- **Written instruction**: Retype each record below word for word. Leave the pictures out.
··· Source records ···
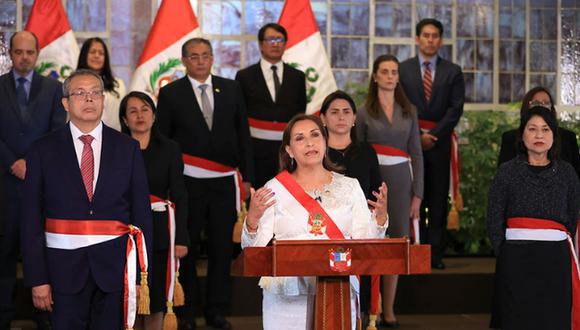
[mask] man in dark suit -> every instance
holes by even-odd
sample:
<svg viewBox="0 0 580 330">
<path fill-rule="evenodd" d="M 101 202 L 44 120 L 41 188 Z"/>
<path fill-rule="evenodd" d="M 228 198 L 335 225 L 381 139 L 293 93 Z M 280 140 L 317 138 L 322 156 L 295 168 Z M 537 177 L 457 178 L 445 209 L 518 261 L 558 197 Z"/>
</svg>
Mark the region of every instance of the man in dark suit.
<svg viewBox="0 0 580 330">
<path fill-rule="evenodd" d="M 34 72 L 38 40 L 30 32 L 10 38 L 12 70 L 0 76 L 0 167 L 3 202 L 0 229 L 0 329 L 7 329 L 14 315 L 13 295 L 20 224 L 25 157 L 30 145 L 65 124 L 61 84 Z"/>
<path fill-rule="evenodd" d="M 132 226 L 151 242 L 139 144 L 101 122 L 103 88 L 92 71 L 72 73 L 62 99 L 69 124 L 35 142 L 26 157 L 24 280 L 34 305 L 51 311 L 54 329 L 130 328 L 123 304 L 124 290 L 135 293 L 127 256 L 128 236 L 138 231 Z"/>
<path fill-rule="evenodd" d="M 465 84 L 461 68 L 437 55 L 443 25 L 421 20 L 415 28 L 419 55 L 401 63 L 400 82 L 417 107 L 425 163 L 425 193 L 421 205 L 421 240 L 431 244 L 432 266 L 445 268 L 451 134 L 463 113 Z"/>
<path fill-rule="evenodd" d="M 195 328 L 198 298 L 196 250 L 200 234 L 207 237 L 205 318 L 209 326 L 230 329 L 224 318 L 230 303 L 232 231 L 240 189 L 254 179 L 248 117 L 239 84 L 211 75 L 213 52 L 208 40 L 193 38 L 182 46 L 187 76 L 159 92 L 157 122 L 184 153 L 185 184 L 189 194 L 192 253 L 182 262 L 180 281 L 186 306 L 179 312 L 181 328 Z M 241 172 L 244 187 L 236 184 Z"/>
<path fill-rule="evenodd" d="M 236 75 L 250 118 L 256 187 L 263 186 L 278 173 L 281 132 L 292 117 L 306 111 L 304 73 L 282 62 L 287 40 L 286 29 L 281 25 L 264 25 L 258 32 L 260 62 Z"/>
</svg>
···
- **Reply**:
[mask] man in dark suit -> every instance
holes by even-odd
sample:
<svg viewBox="0 0 580 330">
<path fill-rule="evenodd" d="M 101 202 L 44 120 L 41 188 Z"/>
<path fill-rule="evenodd" d="M 228 198 L 335 225 L 381 139 L 293 93 Z M 280 140 L 317 138 L 322 156 L 295 168 Z M 537 177 L 457 178 L 445 209 L 518 261 L 558 197 Z"/>
</svg>
Mark the region of every instance of the man in dark suit.
<svg viewBox="0 0 580 330">
<path fill-rule="evenodd" d="M 34 72 L 38 40 L 30 32 L 10 38 L 12 70 L 0 76 L 0 167 L 3 202 L 0 229 L 0 329 L 7 329 L 14 315 L 13 295 L 20 224 L 25 157 L 30 145 L 65 124 L 61 84 Z"/>
<path fill-rule="evenodd" d="M 132 226 L 151 242 L 139 144 L 101 122 L 103 88 L 92 71 L 72 73 L 62 99 L 69 124 L 35 142 L 26 157 L 24 280 L 34 305 L 51 311 L 54 329 L 130 328 L 123 304 L 124 290 L 135 293 L 127 256 L 128 236 L 138 231 Z"/>
<path fill-rule="evenodd" d="M 465 84 L 461 68 L 437 55 L 443 25 L 421 20 L 415 28 L 419 55 L 401 63 L 400 82 L 417 107 L 425 163 L 425 193 L 421 205 L 421 240 L 431 244 L 432 266 L 445 268 L 451 134 L 463 113 Z"/>
<path fill-rule="evenodd" d="M 195 328 L 198 298 L 196 250 L 200 234 L 207 237 L 205 318 L 209 326 L 230 329 L 224 318 L 230 303 L 232 231 L 240 189 L 254 179 L 248 117 L 239 84 L 211 75 L 213 52 L 208 40 L 193 38 L 182 46 L 187 76 L 159 92 L 157 122 L 184 153 L 185 184 L 189 194 L 192 253 L 182 262 L 180 281 L 186 306 L 179 312 L 181 328 Z M 241 172 L 244 187 L 236 184 Z"/>
<path fill-rule="evenodd" d="M 236 75 L 250 118 L 256 187 L 263 186 L 278 173 L 281 132 L 292 117 L 306 111 L 304 73 L 282 62 L 287 40 L 286 29 L 281 25 L 264 25 L 258 32 L 260 62 Z"/>
</svg>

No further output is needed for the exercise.